Source passage.

# My GF refuses to contact me...



## trailwalker (Apr 24, 2013)

My gf and I have been together for over 2 years. However, if there is any communication between us it is totally up to me to initiate the conversation. 

For instance, we don't live together but I spend at least 4 nights a week at her home. I leave for work in the morning and on some days return to my home for that particular night. If I do not make some form of contact with her (phone, email, text) until let's say the evening after 5 or 6 then she becomes rather bothered and wonders what I've been up to all day to not contact her. But the same rules apparently do not apply for her. She can go all day long with no contact whatsoever and it's just fine with her. 

I've actually had to, on several occasions, ask her to please contact me with just a simple text to say "Hi sweetie, i hope your day is going well." Or something very simple like that. But of course she still refuses to make the effort. I have no idea what it's like to get a phone call from my gf on a random occasion just to say hello or I miss you, etc. 

I really don't understand her unwillingness to proactively contact me. Especially when I've made it clear that this is one really simple act that would make me feel special to her and obviously keep us bonded together. 

Her rationale is that she "doesn't contact men." Okay, well I certainly appreciate that in a women when she allows me to pursue. But I am supposedly not just another "man" and we are certainly not just starting out here... we've been together for over TWO YEARS! 

My question is, do any of you guys have this situation and do any of you girls treat your boyfriend / husband this way? Also, is there any chance of this odd behavior changing?


----------



## Keeponrollin (May 14, 2013)

After 2 years and she still playing that card? A couple of questions for you..
1) who contacts who to go out on dates?
2) Does she tell you not to come over when you ask?

After 2 years of dating there should be no playing games and that is what it sounds like is game playing to me.

Dataset excerpts.
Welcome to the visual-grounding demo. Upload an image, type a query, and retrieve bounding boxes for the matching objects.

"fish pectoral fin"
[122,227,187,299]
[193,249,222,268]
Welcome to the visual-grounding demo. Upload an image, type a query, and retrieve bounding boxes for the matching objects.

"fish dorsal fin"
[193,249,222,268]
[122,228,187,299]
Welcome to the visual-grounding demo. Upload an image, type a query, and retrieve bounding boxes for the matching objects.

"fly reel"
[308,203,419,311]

...

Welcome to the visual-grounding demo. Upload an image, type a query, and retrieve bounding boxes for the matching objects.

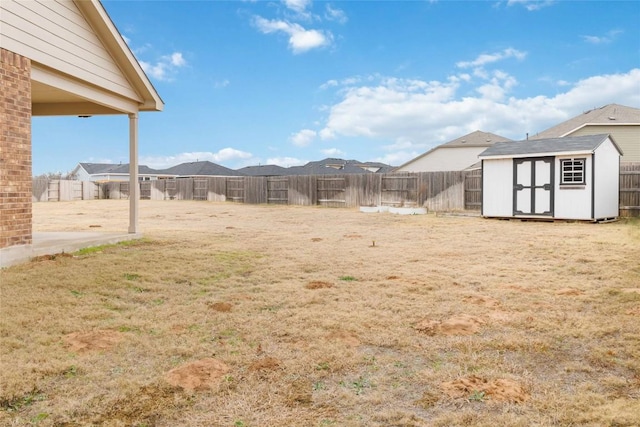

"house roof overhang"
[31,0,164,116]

Objectives.
a. In the forum thread about the girlfriend who never initiates contact, explain why trailwalker wants her to send even a brief message during the day.
b. Carry on the forum thread about the girlfriend who never initiates contact, beginning after the last reply shown.

Answer list.
a. Trailwalker has made clear to her that this one really simple act would make him feel special to her. It would also keep the two of them bonded together.

b.
----------



## Homemaker_Numero_Uno (Jan 18, 2011)

trailwalker said:


> My gf and I have been together for over 2 years. However, if there is any communication between us it is totally up to me to initiate the conversation.
> 
> For instance, we don't live together but I spend at least 4 nights a week at her home. I leave for work in the morning and on some days return to my home for that particular night. If I do not make some form of contact with her (phone, email, text) until let's say the evening after 5 or 6 then she becomes rather bothered and wonders what I've been up to all day to not contact her. But the same rules apparently do not apply for her. She can go all day long with no contact whatsoever and it's just fine with her.
> 
> ...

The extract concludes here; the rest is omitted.